Your objective: Please give again exactly the lines from the top of the material through the line with "query | detached white bumper piece"; omit each picture.

Records supplied:
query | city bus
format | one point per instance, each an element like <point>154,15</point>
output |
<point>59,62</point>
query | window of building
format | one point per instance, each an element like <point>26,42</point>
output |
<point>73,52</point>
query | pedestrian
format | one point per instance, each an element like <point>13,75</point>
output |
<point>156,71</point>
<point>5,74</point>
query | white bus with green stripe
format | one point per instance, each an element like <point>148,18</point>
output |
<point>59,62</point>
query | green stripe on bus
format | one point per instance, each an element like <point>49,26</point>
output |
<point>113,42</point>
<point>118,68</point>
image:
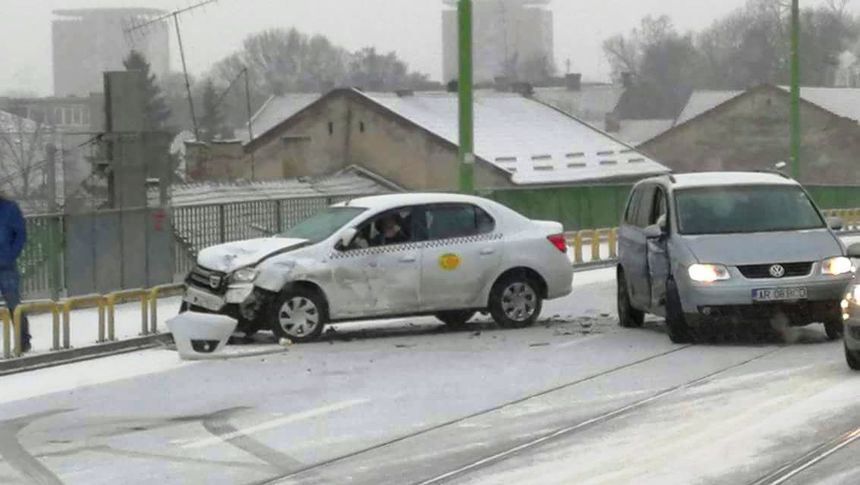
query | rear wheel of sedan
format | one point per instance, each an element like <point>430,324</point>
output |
<point>628,317</point>
<point>299,315</point>
<point>455,319</point>
<point>515,301</point>
<point>676,321</point>
<point>834,328</point>
<point>853,358</point>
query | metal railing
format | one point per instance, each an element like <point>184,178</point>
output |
<point>62,310</point>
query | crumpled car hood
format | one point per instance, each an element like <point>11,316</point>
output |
<point>235,255</point>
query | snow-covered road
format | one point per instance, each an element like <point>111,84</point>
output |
<point>575,399</point>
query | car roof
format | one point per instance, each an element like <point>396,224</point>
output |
<point>723,179</point>
<point>391,201</point>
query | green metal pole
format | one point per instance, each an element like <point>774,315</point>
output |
<point>795,89</point>
<point>467,141</point>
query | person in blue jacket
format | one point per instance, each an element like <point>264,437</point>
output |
<point>13,234</point>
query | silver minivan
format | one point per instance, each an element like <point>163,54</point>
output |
<point>740,247</point>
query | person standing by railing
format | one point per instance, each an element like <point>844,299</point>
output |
<point>13,235</point>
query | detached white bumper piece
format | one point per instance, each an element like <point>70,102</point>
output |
<point>200,335</point>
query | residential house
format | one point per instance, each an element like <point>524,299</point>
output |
<point>411,139</point>
<point>750,131</point>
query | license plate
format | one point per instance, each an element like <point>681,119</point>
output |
<point>204,300</point>
<point>780,294</point>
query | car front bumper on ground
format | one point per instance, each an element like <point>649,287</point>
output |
<point>733,299</point>
<point>851,314</point>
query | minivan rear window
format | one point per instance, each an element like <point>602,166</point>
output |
<point>745,209</point>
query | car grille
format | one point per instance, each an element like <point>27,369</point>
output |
<point>202,277</point>
<point>762,271</point>
<point>798,313</point>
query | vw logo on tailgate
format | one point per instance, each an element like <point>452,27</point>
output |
<point>777,271</point>
<point>214,281</point>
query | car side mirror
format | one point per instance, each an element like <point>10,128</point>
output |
<point>347,236</point>
<point>835,223</point>
<point>654,231</point>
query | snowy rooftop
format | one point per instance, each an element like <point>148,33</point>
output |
<point>275,110</point>
<point>592,102</point>
<point>703,101</point>
<point>844,102</point>
<point>636,132</point>
<point>533,142</point>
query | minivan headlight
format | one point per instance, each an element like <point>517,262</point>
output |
<point>708,273</point>
<point>244,275</point>
<point>837,266</point>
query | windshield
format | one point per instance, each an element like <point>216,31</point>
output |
<point>322,225</point>
<point>729,210</point>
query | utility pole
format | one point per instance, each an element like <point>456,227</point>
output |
<point>795,134</point>
<point>466,105</point>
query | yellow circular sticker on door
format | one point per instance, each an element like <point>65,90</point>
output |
<point>449,261</point>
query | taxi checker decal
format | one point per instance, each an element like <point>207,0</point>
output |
<point>353,253</point>
<point>449,261</point>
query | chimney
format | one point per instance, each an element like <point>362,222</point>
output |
<point>627,80</point>
<point>612,123</point>
<point>523,89</point>
<point>573,82</point>
<point>502,84</point>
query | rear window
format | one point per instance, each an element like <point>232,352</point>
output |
<point>745,209</point>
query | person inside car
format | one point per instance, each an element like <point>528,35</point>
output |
<point>389,231</point>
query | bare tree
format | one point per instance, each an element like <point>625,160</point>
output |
<point>22,154</point>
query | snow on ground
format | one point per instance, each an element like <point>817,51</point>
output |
<point>76,375</point>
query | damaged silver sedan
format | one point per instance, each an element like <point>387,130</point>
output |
<point>450,256</point>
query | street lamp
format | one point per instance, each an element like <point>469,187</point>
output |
<point>466,107</point>
<point>795,89</point>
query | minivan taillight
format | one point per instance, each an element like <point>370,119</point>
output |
<point>558,241</point>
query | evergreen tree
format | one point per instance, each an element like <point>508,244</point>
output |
<point>156,110</point>
<point>211,119</point>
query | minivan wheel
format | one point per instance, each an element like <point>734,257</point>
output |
<point>676,321</point>
<point>628,317</point>
<point>834,328</point>
<point>455,319</point>
<point>515,301</point>
<point>853,358</point>
<point>299,315</point>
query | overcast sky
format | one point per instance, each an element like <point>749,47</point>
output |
<point>410,27</point>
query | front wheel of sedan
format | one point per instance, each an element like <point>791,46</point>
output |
<point>853,358</point>
<point>834,328</point>
<point>298,315</point>
<point>515,301</point>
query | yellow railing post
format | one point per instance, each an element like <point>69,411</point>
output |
<point>577,247</point>
<point>25,307</point>
<point>120,296</point>
<point>595,245</point>
<point>154,294</point>
<point>7,332</point>
<point>79,302</point>
<point>613,243</point>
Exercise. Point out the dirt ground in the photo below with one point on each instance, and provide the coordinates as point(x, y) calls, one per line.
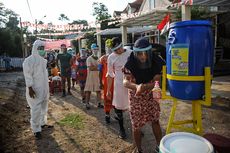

Answer below:
query | city bus
format | one point per instance, each an element like <point>154,15</point>
output |
<point>59,62</point>
query | window of building
format | one point per instance, each an element like <point>26,42</point>
output |
<point>73,52</point>
query | pedestrian
format | one point per instance, each an element like <point>13,75</point>
output |
<point>156,71</point>
<point>5,74</point>
query | white bus with green stripe
format | one point per instance, each an element like <point>148,18</point>
output |
<point>59,62</point>
query | green stripe on bus
format | one point per instance, each an element like <point>49,26</point>
output |
<point>113,42</point>
<point>118,68</point>
image:
query | rear wheel of sedan
format | one point per instance, each an element like <point>430,324</point>
output |
<point>628,317</point>
<point>299,315</point>
<point>455,319</point>
<point>515,301</point>
<point>676,321</point>
<point>834,328</point>
<point>853,358</point>
query | metal railing
format | one point per instance, each an element like <point>184,178</point>
output |
<point>62,310</point>
query | crumpled car hood
format | one point per instance, each an element like <point>11,316</point>
output |
<point>235,255</point>
query | snow-covered road
format | one point per instance, each an element like <point>111,84</point>
output |
<point>575,399</point>
query | car roof
format | one point per instance, each an element like <point>396,224</point>
output |
<point>723,179</point>
<point>391,201</point>
query | green metal pole
format | one point per instance, each an element like <point>774,315</point>
output |
<point>795,89</point>
<point>467,141</point>
query | person in blue jacket
format | one point per instance, each an element like <point>264,437</point>
output |
<point>13,234</point>
query | silver minivan
format | one point per instance, each an element like <point>163,54</point>
output |
<point>740,247</point>
query | person standing by railing
format | one point per instance, each an element like <point>844,299</point>
output |
<point>13,235</point>
query | detached white bumper piece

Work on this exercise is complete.